What needs to be done: Restate the entries below verbatim.

--- Provided data Enclosed Below ---

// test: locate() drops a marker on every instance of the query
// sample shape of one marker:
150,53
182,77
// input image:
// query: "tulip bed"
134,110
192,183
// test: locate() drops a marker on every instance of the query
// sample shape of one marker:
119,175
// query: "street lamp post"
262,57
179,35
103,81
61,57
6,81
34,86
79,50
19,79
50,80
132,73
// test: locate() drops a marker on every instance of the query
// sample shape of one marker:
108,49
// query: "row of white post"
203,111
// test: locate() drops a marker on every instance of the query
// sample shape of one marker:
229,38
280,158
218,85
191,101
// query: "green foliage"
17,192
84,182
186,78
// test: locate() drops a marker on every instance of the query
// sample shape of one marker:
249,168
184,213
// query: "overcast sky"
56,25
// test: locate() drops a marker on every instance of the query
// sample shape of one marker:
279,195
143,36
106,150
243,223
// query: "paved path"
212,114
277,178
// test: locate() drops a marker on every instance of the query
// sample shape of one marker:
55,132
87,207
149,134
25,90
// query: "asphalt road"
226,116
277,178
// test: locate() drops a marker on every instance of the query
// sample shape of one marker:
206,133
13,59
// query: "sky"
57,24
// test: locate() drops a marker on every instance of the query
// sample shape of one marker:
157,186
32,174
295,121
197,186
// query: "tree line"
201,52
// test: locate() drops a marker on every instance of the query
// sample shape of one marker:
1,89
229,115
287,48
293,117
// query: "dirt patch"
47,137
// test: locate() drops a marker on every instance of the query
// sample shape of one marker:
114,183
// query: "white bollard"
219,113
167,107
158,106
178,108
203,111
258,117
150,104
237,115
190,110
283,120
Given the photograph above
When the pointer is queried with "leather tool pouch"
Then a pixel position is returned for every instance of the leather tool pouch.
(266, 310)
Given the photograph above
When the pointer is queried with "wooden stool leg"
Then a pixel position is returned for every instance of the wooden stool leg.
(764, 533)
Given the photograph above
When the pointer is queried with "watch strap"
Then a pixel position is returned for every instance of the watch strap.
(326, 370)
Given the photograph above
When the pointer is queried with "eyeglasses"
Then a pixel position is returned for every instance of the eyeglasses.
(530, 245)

--- End of Enclosed Provided data ---

Solution to this task:
// test: locate() drops a marker on every instance of the query
// sample shape of one marker:
150,53
182,77
// input image:
// query: "tulip bed"
134,110
192,183
// test: locate() drops a marker on every instance of the query
// sample shape of one marker:
119,175
// query: "street lamp post"
262,57
179,35
103,81
61,57
6,81
34,86
79,50
19,79
50,80
132,73
// test: locate() drops a marker on every instance of the query
// sample shape of one marker:
108,49
// query: "row of white post"
203,111
// test: locate() drops a marker on every instance of the query
// sample shape of one marker:
229,38
280,158
218,85
191,101
// query: "green foliage"
17,192
84,182
186,78
// test: locate() drops a marker on every instance of the query
// sample shape of one marker:
249,168
184,213
// query: "overcast sky"
56,25
// test: locate() drops a marker on every instance of the query
// sample shape of one marker:
279,195
143,36
106,150
243,223
// query: "paved path"
212,114
277,178
// test: locate() drops a marker on every instance of the query
// sample shape of one marker:
55,132
87,207
149,134
25,90
// query: "asphalt road"
226,116
277,178
// test: locate() drops a marker on every instance of the query
// sample shape of one marker:
206,133
13,59
// query: "sky"
57,24
// test: locate() drops a marker on every instance of the query
// sample shape of one marker:
157,186
32,174
295,121
197,186
// query: "tree line"
201,52
// test: locate() drops a marker on every instance of the query
// sample shape of one marker:
1,89
229,115
287,48
293,117
// query: "dirt patch"
47,137
// test: locate() drops a marker on every instance of the query
// sample shape of one marker:
114,183
// query: "white bollard"
219,113
167,107
158,106
178,108
203,111
258,117
150,104
237,115
190,110
283,120
Given the photograph above
When the pointer is queried with "leather tool pouch"
Then a pixel position is returned for every instance of the leather tool pouch.
(266, 310)
Given the photograph above
When the pointer is queried with "wooden stool leg"
Then a pixel position is returned for every instance of the wooden stool leg.
(764, 533)
Given the photograph above
When the pointer is queried with "watch strap"
Then a pixel position is returned for every instance of the watch strap.
(326, 370)
Given the photograph above
When the pointer is queried with "eyeglasses"
Then a pixel position is returned for every instance of the eyeglasses.
(530, 245)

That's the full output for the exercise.